Task =>
Go through the records and transcribe them exactly, passing over any picture.

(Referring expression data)
Start of Block
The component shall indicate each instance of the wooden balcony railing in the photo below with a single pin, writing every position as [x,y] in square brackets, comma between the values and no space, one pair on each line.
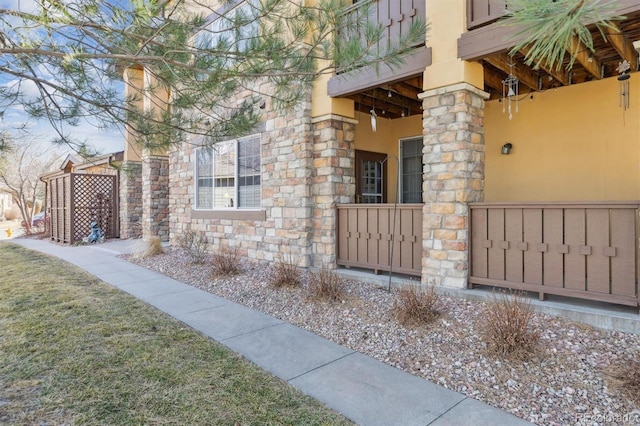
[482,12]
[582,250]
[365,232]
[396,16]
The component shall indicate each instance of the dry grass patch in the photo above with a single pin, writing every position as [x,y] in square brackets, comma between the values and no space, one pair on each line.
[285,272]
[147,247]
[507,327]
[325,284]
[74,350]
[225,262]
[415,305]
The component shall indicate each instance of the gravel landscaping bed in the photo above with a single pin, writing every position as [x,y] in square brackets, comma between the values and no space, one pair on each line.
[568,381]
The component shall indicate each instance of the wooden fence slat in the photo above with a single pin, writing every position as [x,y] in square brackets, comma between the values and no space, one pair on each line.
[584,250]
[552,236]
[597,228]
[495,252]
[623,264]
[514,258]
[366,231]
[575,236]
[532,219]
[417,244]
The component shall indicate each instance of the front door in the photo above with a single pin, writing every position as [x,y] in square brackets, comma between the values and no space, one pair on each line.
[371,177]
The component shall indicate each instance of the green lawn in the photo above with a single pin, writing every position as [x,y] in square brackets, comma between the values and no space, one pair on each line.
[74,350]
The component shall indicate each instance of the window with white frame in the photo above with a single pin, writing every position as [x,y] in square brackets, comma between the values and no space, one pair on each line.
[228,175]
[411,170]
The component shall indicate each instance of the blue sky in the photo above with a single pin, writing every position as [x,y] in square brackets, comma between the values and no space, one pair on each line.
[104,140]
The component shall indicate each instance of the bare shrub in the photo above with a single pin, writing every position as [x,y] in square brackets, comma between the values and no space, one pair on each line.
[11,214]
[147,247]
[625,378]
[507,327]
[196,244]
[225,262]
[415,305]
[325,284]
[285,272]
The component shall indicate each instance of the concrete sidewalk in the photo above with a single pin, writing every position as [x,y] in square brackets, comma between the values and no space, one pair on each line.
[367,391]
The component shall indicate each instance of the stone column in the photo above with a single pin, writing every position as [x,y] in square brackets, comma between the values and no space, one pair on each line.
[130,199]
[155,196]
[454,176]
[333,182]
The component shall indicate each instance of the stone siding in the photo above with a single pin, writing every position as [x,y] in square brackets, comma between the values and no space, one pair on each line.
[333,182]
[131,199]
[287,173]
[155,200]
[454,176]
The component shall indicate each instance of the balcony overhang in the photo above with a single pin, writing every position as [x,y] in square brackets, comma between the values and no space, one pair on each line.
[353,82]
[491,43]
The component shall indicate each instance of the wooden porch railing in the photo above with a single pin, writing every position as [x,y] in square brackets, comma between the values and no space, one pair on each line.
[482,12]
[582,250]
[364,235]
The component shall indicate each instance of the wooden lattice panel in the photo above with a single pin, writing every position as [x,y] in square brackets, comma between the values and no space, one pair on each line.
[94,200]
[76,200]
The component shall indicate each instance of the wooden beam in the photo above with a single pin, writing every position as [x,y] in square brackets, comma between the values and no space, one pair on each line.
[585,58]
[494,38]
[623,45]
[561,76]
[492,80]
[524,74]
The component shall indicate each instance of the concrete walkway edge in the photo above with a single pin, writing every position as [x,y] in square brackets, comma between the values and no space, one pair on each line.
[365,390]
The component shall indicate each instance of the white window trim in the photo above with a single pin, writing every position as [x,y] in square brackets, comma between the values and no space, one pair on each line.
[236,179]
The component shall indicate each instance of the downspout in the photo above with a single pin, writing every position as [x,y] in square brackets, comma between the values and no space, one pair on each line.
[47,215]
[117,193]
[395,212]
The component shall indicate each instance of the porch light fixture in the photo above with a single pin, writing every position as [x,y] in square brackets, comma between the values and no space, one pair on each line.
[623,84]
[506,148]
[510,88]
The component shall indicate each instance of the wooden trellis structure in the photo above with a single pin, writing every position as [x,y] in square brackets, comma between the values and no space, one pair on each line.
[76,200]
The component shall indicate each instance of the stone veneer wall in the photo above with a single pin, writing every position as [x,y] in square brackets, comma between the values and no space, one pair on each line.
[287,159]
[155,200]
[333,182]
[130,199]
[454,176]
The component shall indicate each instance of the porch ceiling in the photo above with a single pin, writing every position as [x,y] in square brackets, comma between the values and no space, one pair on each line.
End of Block
Answer below =>
The component shall indicate each instance of the wooden balcony railing in the photo below with a single pin, writing every position as [x,y] in square brackets, comma between the values and no space, one pair on each line.
[482,12]
[582,250]
[365,232]
[396,16]
The component shall indicate each instance of the dry grass patch in the photo above with a single pin, writing every position as [x,y] in square brackets, comma between the values and no space, one pair on each line.
[285,272]
[147,247]
[507,327]
[325,284]
[74,350]
[225,262]
[415,305]
The component shall indicate each instance of the gravel landscaping bed in the photo above with a single pin, writing every position as [x,y] in square brackets, comma between the values and no space, one pair on each line.
[568,381]
The component shall indicate each instance of the wooden fence slat in the photo above with a single pin, writing every position as [x,y] in square brackets, comma between the values and no space, one pair on each line.
[584,250]
[552,236]
[597,228]
[495,252]
[623,264]
[514,258]
[366,231]
[575,236]
[532,219]
[417,244]
The component shall indicate each instance of the front door in the photo above with a single pin, writing every position as [x,y] in square brackets, comma between the values and no space, one pair on each line.
[371,177]
The component shall indicate each instance of the green lawn in the photo above with a single pin, writing every position as [x,y] in square brackets, comma between the values and no space, one pair on each line.
[74,350]
The component shall indicate each instance of the window with white frame in the photo above with a single pin, writing every position as [x,y] in square brackets, comma between the values and no space, one pair on each line.
[228,175]
[411,170]
The component shall indicate each instance of the blue sky in the photo above with a single pin, writing every position as [x,y] in square brackets, comma between the values and no space, one pair on each line.
[104,140]
The component shall indicate each instance of the bare shrub in the photo above with a single pin, writing every position as [x,y] in square brackets, comma between the values and no space, one pair on each line.
[11,214]
[147,247]
[625,378]
[507,327]
[196,244]
[225,262]
[415,305]
[325,284]
[285,272]
The component shall indicate each instance of the concrete sidewalk in the photo above with a single pin, writing every position as [x,y] in square brackets, comma between the values and no space, one pair on each line.
[367,391]
The component shall indicate each instance of the stone column in the photo above with a single pin, writing every position as [x,y] in square brackets, comma between the values and no space, one pair on each line.
[130,199]
[155,196]
[454,176]
[333,182]
The component shall indicate each instance of the stone siding in the photo above with a single pin, writing every position as [x,y] in square brackets, comma between the values and no space, one pair on each line.
[333,182]
[131,199]
[287,173]
[155,200]
[454,176]
The component shall indicate each instance of the balcony overhang in the photo above with a single pin, writing every position as [x,y] in square brackets, comma between the values and no space, one pair on each line.
[353,82]
[491,43]
The component shall indicate each instance of the wooden porch railing in the photo above with a single pin, writing every position as [x,y] in square brackets, comma between the values and no space, one pair on each line.
[482,12]
[582,250]
[364,235]
The component shall indicate each instance of the wooden lattice panel in the photo above with a single pin, writing every position as [x,y] in square brackets, comma between the values and no space, one pair on each line.
[94,200]
[76,200]
The component shall indicate each instance of the wooden beam in the photo above with a single pin, writing every position as [x,y] in square brackets, comma between the values and no space, one pair on each line.
[585,58]
[494,38]
[623,45]
[561,76]
[492,80]
[524,74]
The component shall indicate each instance of the concrete walkway edge in the photo above with a single pin, writing every position as [x,y] in square brackets, comma between the values and no space, one pair on each line.
[365,390]
The component shall indicate each instance of the white window trim in the photo above with a single pin, writing every position as [x,y] in square brackets, comma between the values and no space, one pair on each line.
[236,179]
The component shall indicate each instance of the downspout in the photo above with a single pin, writing every position as [x,y] in square brackets, comma between the values and no space, one pair on each line.
[47,215]
[117,193]
[395,212]
The component shall indicate each instance of the porch light fixture in the photo above with a single pin, writing every position as [x,y] in square brackets, comma between the values and no space, one pair on each line.
[623,84]
[506,148]
[510,88]
The component shall indicate each instance of the wooden trellis structure in the photo above with a single pin, writing every position as [x,y] in square brackets, comma between the values and no space, one pair on each line.
[76,200]
The component shall indicate each instance of the stone veneer wall in the photo above with a single pin, writing every position as [x,y] in square brackets, comma between the values and no space, one pair on each line.
[287,159]
[155,200]
[333,182]
[130,199]
[454,176]
The component shall indicate each instance of the porch ceiling in the photo above with a single pin, writing every position as [x,y] in square brackets, comma between the values and no space, one pair on each line.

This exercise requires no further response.